* **Supplied entries**
— BEGIN —
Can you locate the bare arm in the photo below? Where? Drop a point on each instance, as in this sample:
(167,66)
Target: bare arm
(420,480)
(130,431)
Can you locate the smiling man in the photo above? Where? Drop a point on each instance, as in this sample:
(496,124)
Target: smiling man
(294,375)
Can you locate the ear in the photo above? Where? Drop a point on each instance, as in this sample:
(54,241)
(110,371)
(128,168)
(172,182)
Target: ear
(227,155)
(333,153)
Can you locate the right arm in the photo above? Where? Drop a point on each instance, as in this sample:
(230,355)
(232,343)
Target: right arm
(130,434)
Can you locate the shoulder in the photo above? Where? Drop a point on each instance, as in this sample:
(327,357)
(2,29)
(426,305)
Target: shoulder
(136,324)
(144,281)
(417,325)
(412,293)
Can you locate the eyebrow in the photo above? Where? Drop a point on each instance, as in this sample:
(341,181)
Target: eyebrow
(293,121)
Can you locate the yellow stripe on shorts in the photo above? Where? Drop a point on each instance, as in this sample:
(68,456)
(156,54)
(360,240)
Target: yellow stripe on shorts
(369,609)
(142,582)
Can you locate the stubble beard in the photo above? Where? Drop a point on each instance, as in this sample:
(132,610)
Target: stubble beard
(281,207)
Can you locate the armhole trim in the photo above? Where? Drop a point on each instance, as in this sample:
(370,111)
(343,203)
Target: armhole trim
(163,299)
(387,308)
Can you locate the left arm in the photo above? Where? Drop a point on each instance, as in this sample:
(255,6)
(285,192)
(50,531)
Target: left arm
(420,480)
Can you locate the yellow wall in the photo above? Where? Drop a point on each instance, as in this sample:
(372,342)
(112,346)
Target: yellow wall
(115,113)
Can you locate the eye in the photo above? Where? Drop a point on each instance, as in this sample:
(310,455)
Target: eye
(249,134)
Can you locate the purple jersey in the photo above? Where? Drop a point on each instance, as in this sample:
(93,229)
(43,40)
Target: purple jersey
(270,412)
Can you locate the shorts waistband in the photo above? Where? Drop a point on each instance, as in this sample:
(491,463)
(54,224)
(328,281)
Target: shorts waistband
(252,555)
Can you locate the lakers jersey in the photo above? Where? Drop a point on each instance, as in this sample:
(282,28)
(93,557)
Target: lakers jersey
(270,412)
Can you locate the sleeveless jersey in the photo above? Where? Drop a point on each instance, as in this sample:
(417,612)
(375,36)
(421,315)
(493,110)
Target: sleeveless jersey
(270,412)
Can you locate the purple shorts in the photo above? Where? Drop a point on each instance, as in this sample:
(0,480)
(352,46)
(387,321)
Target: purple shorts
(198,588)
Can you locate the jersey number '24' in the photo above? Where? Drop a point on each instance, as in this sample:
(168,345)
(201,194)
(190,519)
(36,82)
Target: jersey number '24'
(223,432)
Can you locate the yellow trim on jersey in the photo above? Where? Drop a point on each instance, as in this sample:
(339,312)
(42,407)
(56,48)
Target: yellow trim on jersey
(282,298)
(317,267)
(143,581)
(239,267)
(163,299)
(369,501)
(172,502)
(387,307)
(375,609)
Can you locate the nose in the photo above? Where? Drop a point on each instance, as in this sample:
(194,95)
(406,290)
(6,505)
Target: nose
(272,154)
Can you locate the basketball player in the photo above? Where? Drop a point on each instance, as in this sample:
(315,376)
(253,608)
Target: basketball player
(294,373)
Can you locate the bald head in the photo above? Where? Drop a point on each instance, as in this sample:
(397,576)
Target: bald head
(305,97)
— END —
* **Given problem**
Reproduce the material verbatim. Begin at the line that contains "Can you locate the purple shorts" and stop after the last line of the material.

* **Solution for this problem**
Can you locate the purple shorts in the photo above? Where? Drop a point on each instance, as in this sample:
(0,480)
(352,46)
(387,321)
Target: purple shorts
(198,588)
Can you locate the jersey number '24' in the photo above? Where? Drop a point on each instance, as in this sample:
(168,345)
(201,194)
(190,519)
(36,82)
Target: jersey number '24'
(223,432)
Can you locate the yellow trim on jersey in the photo above? Where? Drop a point on each instance, as in this sample:
(339,312)
(42,407)
(56,48)
Target: yellow trim on jersey
(282,298)
(317,267)
(143,581)
(239,267)
(163,299)
(369,501)
(172,502)
(387,307)
(375,609)
Can you locate the nose in the photo above? Where? Drop a point on each instance, as in this sample:
(194,95)
(406,290)
(6,505)
Target: nose
(272,154)
Can you locate the basketball player in the photo above? Where? Drop a point on each instance, as in this sample:
(315,376)
(253,608)
Target: basketball player
(294,373)
Can you locate the bald head in the photo above? Where? Drop a point on each instance, as in this sample:
(397,576)
Target: bald head
(305,97)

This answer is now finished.